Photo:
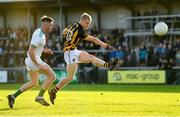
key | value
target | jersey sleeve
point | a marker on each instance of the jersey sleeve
(83, 33)
(35, 41)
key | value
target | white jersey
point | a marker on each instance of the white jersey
(38, 40)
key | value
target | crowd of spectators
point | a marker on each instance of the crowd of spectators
(165, 54)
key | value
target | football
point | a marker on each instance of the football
(160, 28)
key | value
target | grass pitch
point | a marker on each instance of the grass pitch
(97, 100)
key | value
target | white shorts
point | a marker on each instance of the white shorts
(31, 66)
(72, 56)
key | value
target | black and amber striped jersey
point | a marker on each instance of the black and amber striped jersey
(72, 35)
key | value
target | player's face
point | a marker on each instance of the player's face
(48, 26)
(86, 23)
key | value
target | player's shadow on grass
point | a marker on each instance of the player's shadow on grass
(7, 109)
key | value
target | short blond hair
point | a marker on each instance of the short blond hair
(86, 16)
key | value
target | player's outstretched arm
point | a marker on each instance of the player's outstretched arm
(47, 51)
(97, 41)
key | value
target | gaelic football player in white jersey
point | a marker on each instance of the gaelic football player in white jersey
(35, 65)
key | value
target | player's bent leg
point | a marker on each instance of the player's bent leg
(11, 101)
(32, 83)
(47, 82)
(71, 69)
(86, 58)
┄┄┄┄┄┄┄┄┄┄
● WHAT TO DO
Rewrite all of the records above with every "jersey" changed to "shirt" and everything else kept the same. Leave the pictures out.

● RESPONSE TO THIS TASK
Photo:
key | value
target | shirt sleeve
point | a marker on each instance of the shirt sleeve
(83, 33)
(35, 41)
key | value
target | white shirt
point | a marker on each instance of the white shirt
(38, 40)
key | value
target | crowd of spectators
point | a marker on each instance of the crowd of spectators
(165, 54)
key | value
target | football
point | a marker on each instance of the football
(160, 28)
key | value
target | grass pitch
point | a marker on each instance of the grass pitch
(97, 100)
key | value
target | white shorts
point | a marker on each instance of the white shorts
(31, 66)
(72, 56)
key | value
target | black and amber striped shirt
point | a marker on each instance of the black and amber striped shirt
(72, 35)
key | value
target | player's face
point | a marker on each instance of the player's face
(48, 26)
(86, 23)
key | value
target | player's shadow on grass
point | a marker on each instance of the player's shadow on grass
(7, 109)
key | value
target | short blond hair
point | a marker on each instance of the short blond hair
(86, 16)
key | value
target | player's outstretched arm
point | a marker on each instance of the player's outstretched arm
(47, 51)
(97, 41)
key | value
target | gaelic football player in white shirt
point | a marker on each instance of the gaelic football player in white shirt
(35, 65)
key | value
target | player's bent leg
point | a marker on each instance of the player's bent leg
(11, 101)
(32, 83)
(47, 82)
(71, 69)
(86, 58)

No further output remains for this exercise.